EXTRACT TO READ:
..........

To streamline the process of memory integration and specific memory learning, we simplify the neural pathways representing generalized episodic information—likely involving the mPFC, MTL, EC, and CA1 regions—into a direct mPFC-CA1 pathway (depicted in pink in Fig. 1b). Concurrently, the circuits associated with specific memory representations within the hippocampus are refined to focus on the DG-CA3 pathways (shown in green in Fig. 1b). This refinement results in a recurrent loop, wherein the mPFC-CA1 pathway facilitates the efficient acquisition of novel, specific memories in the DG-CA3 pathways. In turn, the DG-CA3 circuits transfer these newly embedded memories back to the mPFC-CA1 circuits, thereby promoting the integration of related memories4. We anticipate that these simplified neural mechanisms underlying continual memory learning could inspire novel computational strategies to enhance continual learning in artificial systems.
Hybrid neural networks designed to emulate corticohippocampal recurrent loop
Based on the corticohippocampal recurrent loop, we designed a hybrid model to simulate the bidirectional facilitation between the mPFC-CA1 and DG-CA3 circuits.

..........

INFORMATION SHOWN:
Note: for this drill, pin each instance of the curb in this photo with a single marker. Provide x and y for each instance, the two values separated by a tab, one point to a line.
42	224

..........

BRIEF:
Could you pick up the passage about the corticohippocampal recurrent loop and its hybrid model, carrying it on from its last sentence?

RESULT OF THE EXERCISE:
To emulate the function of memory integration in the mPFC-CA1 circuits, we leveraged the ANN’s proficiency in processing high spatial complexity6,7,24 and developed an ANN that learns the similarities among different episodes or concepts, generating a modulation signal aimed at facilitating the learning of new episodes or concepts. Specifically, the modulation signals generated by the ANN are constrained to reflect the similarity between coarse-grained input features from different tasks or classes, with the goal of guiding new concept learning.
To simulate the function of novel learning in the DG-CA3 circuits, we utilize SNNs due to their sparse firing rates and consequently lower power consumption7,24, enabling them to learn new concepts associated with tasks or classes.
During the learning process, ANNs generate modulation signals in response to each visual input. These modulation signals serve as masks, selectively activating neurons in the hidden layers of the SNNs and thereby altering the neural synchrony state across different episodes, as illustrated in Fig. 2a. Therefore, the modulation signals vary significantly with dissimilar inputs, enabling the automatic partitioning of SNNs into distinct sub-networks under the guidance of the ANNs. As a result, the ANNs take on the role of episode inference, assisting the SNNs in selecting episode-related neurons for each task or class. This design enhances resource utilization within the SNNs, reduces interference between different episodes, and thereby improves overall learning efficiency.
Notably, the ANNs within CH-HNN can be trained offline or over longer time scales than SNNs, aligning with the neural mechanisms underlying the slower formation of regularities in the mPFC-CA1 circuits during processes such as sleep or gradual learning25,26.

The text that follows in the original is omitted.